--- START OF Supplied passage ---
Here is a Snowflake View for DAU, WAU, MAU.

view: event_active_users_pdt {
  derived_table: {
    sql:
      WITH dau AS (
      SELECT TO_DATE(CREATED_AT) as event_date, COUNT(DISTINCT USER_ID) AS dau
      FROM SCHEMA.EVENTS
      WHERE -- <.. filter criteria...>
      GROUP BY event_date
     )
    SELECT event_date, dau,
             (SELECT COUNT(DISTINCT USER_ID)
              FROM SCHEMA.EVENTS
              WHERE -- <... filter criteria...>
              AND TO_DATE(CREATED_AT) BETWEEN DATEADD(DAY, -29, dau.event_date) AND dau.event_date
             ) AS mau,
             (SELECT COUNT(DISTINCT USER_ID)
              FROM SCHEMA.EVENTS
              WHERE -- <... filter criteria...>
              AND TO_DATE(CREATED_AT) BETWEEN DATEADD(DAY, -7, dau.event_date) AND dau.event_date
             ) AS wau
    FROM dau
    ;;
    datagroup_trigger: events_datagroup
  }

  dimension: event_active_users_pk {
    type: string
    primary_key: yes
    hidden: yes
    sql: TO_VARCHAR(${event_date}, 'YYYYMMDD');;
  }

  dimension_group: event {
    type: time
    timeframes: [
      raw,
      date,
      day_of_week,
      day_of_month,
      day_of_year,
      week,
      week_of_year,
      month,
      quarter,
      year
    ]
    sql: ${TABLE}."EVENT_DATE" ;;
  }

  dimension: dau {
    label: "DAU"
--- END OF Supplied passage ---
Given instruction 1 => In the Snowflake view definition, which datagroup triggers the derived table?
The Snowflake view definition and the listing that follows it have nothing to do with each other.
--- START OF Given records ---
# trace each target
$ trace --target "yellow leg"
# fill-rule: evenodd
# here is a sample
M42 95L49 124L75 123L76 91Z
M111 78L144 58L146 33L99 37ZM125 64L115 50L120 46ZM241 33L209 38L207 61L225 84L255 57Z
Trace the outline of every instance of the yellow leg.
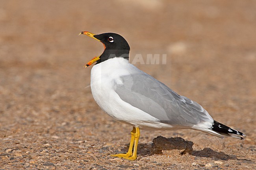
--- END OF Given records ---
Given instruction 2 => Turn every line of the listing into a numbered list, skipping blank lines. Leave out the picture.

Final answer 1 => events_datagroup

Final answer 2 =>
1. # trace each target
2. $ trace --target "yellow leg"
3. # fill-rule: evenodd
4. # here is a sample
5. M42 95L49 124L75 123L76 91Z
6. M111 78L144 58L146 33L99 37ZM125 64L115 50L120 46ZM241 33L209 38L207 61L225 84L255 57Z
7. Trace the outline of every instance of the yellow leg.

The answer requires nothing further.